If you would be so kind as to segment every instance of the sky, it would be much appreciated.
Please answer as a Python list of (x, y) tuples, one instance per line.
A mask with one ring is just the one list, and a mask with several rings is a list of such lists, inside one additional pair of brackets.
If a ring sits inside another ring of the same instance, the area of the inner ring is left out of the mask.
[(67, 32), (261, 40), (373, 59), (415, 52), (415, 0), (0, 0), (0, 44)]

----

WRITTEN REQUEST
Reproduce the material verbatim, line by line.

RESPONSE TO THE TASK
If you would be so kind as to segment every instance of the sky, it would be much appreciated.
Please answer as a Python list of (x, y) tuples, one instance per line.
A mask with one ring is just the one list, and a mask with several rings is a list of such lists, inside one additional pair of brackets.
If a ring sits inside another ring of the same instance, the area of the inner ring is left out of the mask.
[(67, 32), (261, 40), (373, 59), (415, 52), (415, 0), (0, 0), (0, 44)]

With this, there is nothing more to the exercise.